* _Exercise_
Could you give the records below again exactly as they stand?

-- Opening Marker --

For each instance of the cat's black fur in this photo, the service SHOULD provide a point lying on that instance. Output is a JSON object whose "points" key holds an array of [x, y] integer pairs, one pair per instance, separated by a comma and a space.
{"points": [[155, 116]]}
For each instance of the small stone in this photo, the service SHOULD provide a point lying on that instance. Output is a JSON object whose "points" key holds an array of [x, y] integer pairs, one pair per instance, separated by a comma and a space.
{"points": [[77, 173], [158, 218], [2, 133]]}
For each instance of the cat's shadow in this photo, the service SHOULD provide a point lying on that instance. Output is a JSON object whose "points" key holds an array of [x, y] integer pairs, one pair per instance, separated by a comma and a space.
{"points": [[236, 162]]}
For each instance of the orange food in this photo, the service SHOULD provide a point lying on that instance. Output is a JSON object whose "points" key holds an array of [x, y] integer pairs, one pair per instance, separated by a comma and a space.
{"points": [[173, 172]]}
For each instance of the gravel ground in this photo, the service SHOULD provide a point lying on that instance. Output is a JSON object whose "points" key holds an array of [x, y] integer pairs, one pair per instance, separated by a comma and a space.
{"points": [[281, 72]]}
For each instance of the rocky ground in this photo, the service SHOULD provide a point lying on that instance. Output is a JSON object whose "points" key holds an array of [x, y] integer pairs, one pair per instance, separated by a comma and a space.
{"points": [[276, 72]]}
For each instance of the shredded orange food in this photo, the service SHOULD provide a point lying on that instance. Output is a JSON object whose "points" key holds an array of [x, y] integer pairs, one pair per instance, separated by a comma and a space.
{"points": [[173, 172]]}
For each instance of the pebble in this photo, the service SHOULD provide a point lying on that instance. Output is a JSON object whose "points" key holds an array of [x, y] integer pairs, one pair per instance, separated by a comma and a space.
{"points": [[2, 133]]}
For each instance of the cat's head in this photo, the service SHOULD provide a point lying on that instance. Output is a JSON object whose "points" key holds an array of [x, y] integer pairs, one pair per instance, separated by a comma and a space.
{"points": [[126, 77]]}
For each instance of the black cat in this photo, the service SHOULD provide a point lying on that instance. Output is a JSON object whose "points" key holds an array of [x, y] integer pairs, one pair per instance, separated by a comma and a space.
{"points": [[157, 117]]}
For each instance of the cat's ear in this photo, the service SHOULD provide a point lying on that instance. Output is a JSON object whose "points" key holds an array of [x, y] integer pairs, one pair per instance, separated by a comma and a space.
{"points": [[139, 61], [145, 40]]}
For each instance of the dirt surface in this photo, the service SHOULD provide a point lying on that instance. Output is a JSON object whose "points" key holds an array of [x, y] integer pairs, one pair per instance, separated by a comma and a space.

-- Closing Marker --

* _Task output_
For each instance of the cat's black fur in this photo, the service SHOULD provide a point lying on that instance. Output is a JSON object whose "points" key holds an array of [x, y] integer pairs, one pair per instance, separated by a comma and a space.
{"points": [[155, 116]]}
For each instance of the small stone in this photo, the service SHOULD provide a point lying on that instance. Output is a JSON object whose "points" key holds an array of [x, y] integer pairs, one pair per instance, separated by a comma and a space.
{"points": [[77, 173], [158, 218], [2, 133]]}
For each instance of the cat's shadow in this photo, the service SHOULD provide a point lying on that instance. Output is a JSON object whose "points" key holds an array of [x, y] integer pairs, one pair per instance, separated by a comma and a space.
{"points": [[236, 162]]}
For each instance of the orange food in this photo, the service SHOULD provide a point lying on that instance. Output is a JSON object whose "points" key holds an array of [x, y] integer pairs, one pair per instance, separated by a comma and a space.
{"points": [[173, 172]]}
For each instance of the gravel ground in this photo, the service SHOULD provide a point lying on that instance. Output is a JSON object whose "points" key holds an array of [x, y] integer pairs, one pair per instance, separated by a comma and a space.
{"points": [[281, 72]]}
For each instance of the rocky ground in this photo, the service SHOULD provide a point lying on that instance. Output is a JSON object whose "points" key holds an array of [x, y] integer pairs, one pair per instance, separated by a comma and a space.
{"points": [[276, 72]]}
For each instance of the shredded orange food in this photo, the service SHOULD provide a point lying on that instance. Output is a JSON object whose "points" key holds an array of [x, y] integer pairs, one pair per instance, separated by a comma and a space.
{"points": [[173, 172]]}
For each instance of the pebble in this photo, the service SHOULD provide a point lying on that instance. Output is a JSON object whose "points" key holds an array of [x, y] integer pairs, one pair per instance, separated by a comma and a space.
{"points": [[2, 133]]}
For each instance of the cat's head in this photo, the service SHOULD provide a point lying on that instance. Output is a JSON object whose "points" key holds an array of [x, y] integer pairs, one pair per instance, separated by a comma and a space.
{"points": [[126, 77]]}
For each instance of the black cat in this photo, the service SHOULD provide a point lying on that instance. Output is a JSON object whose "points" key holds an array of [x, y] integer pairs, one pair per instance, separated by a comma and a space.
{"points": [[157, 117]]}
For each instance of the cat's ear in this photo, the service SHOULD provide a point lying on that instance. Output is a JSON object whose "points" key holds an array of [x, y] integer pairs, one pair per instance, separated by a comma and a space.
{"points": [[139, 61], [145, 40]]}
For each instance of the dirt surface in this photo, the service SHOULD provide a point lying on that instance. Output is a JSON object whose "points" key holds an array of [x, y] integer pairs, one pair per instance, separated by a comma and a space.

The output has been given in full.